RECORD EXCERPTS START
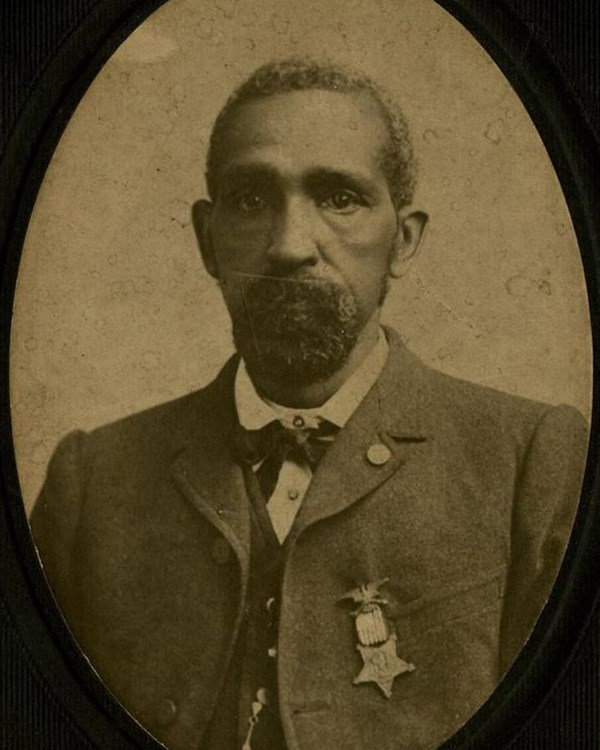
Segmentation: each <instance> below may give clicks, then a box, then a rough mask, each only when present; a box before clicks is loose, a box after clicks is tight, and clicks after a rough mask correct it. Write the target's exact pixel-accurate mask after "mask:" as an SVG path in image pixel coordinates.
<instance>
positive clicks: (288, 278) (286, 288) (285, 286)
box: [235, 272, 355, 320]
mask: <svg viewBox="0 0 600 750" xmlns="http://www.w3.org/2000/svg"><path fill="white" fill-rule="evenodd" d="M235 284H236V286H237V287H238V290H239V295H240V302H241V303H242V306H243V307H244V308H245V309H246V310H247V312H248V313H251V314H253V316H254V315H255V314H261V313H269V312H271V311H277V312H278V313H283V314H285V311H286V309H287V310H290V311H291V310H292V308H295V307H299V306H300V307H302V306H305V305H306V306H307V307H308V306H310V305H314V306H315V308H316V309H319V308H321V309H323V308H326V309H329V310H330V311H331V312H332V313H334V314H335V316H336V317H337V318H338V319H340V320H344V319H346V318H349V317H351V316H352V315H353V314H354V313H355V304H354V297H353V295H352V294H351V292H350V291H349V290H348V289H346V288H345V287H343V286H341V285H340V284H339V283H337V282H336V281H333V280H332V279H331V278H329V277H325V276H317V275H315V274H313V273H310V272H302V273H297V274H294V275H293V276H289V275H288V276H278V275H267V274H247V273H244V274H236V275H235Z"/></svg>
RECORD EXCERPTS END
Reproduce the material word for word, but without its images.

# PROBLEM SOLUTION:
Segmentation: each <instance> below may give clicks, then a box, then a rough mask, each only when present; a box before clicks is loose, a box after clicks is tight, and clicks after a rough mask correct it. Write the target's exact pixel-accurate mask after "mask:" as an SVG path in image pixel coordinates.
<instance>
positive clicks: (288, 278) (286, 288) (285, 286)
box: [235, 272, 355, 320]
mask: <svg viewBox="0 0 600 750" xmlns="http://www.w3.org/2000/svg"><path fill="white" fill-rule="evenodd" d="M235 284H236V286H237V287H238V290H239V295H240V302H241V303H242V306H243V307H244V308H245V309H246V310H247V312H248V313H251V314H253V316H254V315H255V314H261V313H269V312H271V311H277V312H278V313H283V314H285V311H286V309H287V310H290V311H291V310H292V308H295V307H299V306H300V307H302V306H305V305H306V306H307V307H308V306H310V305H314V306H315V308H316V309H319V308H321V309H323V308H326V309H329V310H330V311H331V312H332V313H334V314H335V316H336V317H337V318H338V319H340V320H344V319H346V318H349V317H351V316H352V315H353V314H354V313H355V304H354V297H353V295H352V294H351V292H350V291H349V290H348V289H346V288H345V287H343V286H341V285H340V284H339V283H337V282H336V281H333V280H332V279H331V278H329V277H325V276H317V275H315V274H313V273H310V272H302V273H297V274H294V275H293V276H289V275H288V276H278V275H267V274H247V273H244V274H236V275H235Z"/></svg>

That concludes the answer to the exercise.